# Material for this exercise:

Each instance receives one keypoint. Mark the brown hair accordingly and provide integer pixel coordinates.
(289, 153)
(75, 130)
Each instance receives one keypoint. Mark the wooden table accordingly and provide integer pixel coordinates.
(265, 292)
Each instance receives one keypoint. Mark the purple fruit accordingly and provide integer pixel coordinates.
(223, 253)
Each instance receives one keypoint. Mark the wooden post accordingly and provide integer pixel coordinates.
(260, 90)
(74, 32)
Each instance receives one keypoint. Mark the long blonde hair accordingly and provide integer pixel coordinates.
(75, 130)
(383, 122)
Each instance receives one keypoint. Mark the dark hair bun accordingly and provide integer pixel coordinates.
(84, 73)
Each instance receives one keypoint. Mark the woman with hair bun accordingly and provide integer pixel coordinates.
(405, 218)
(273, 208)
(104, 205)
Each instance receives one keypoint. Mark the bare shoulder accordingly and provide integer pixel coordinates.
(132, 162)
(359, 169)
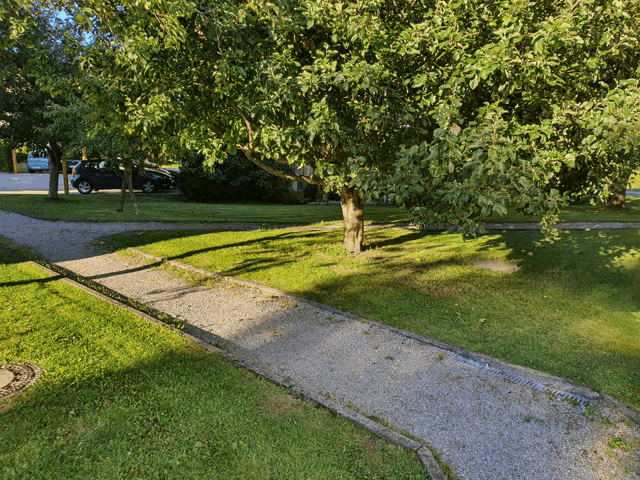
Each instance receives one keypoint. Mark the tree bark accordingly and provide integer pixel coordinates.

# Your goal:
Pictures are to be left out; everything else in the records gets retyped exactly.

# Completed exercise:
Each instance receives one keypoint. Mark the brown hair accordingly and provide integer pixel coordinates.
(289, 153)
(75, 130)
Each instance receives one keypoint. Mark the wooden table accordingly and provide integer pixel coordinates.
(265, 292)
Each instance receives one keypoint. Mark the purple fruit accordingly and provide integer pixel coordinates.
(223, 253)
Each instance receives one keypoint. Mark the wooden post accordingly and provide integer pixel coordinates.
(260, 90)
(74, 32)
Each instance receives one keypoint. Mark the long blonde hair accordingly and provide integer pixel coordinates.
(75, 130)
(383, 122)
Each instance receives one keypoint. Mark the dark hair bun accordingly and provide integer pixel coordinates.
(84, 73)
Each instance receives one keypoint. Mark the woman with hair bun accordingly and provide integer pixel coordinates.
(405, 218)
(273, 208)
(104, 205)
Each instance receives one keypoint. Mark the bare shoulder accordingly and provide integer pixel coordinates.
(132, 162)
(359, 169)
Each instance receives one keypoint. Mark the tree bark accordingly and provide integer pixel coordinates.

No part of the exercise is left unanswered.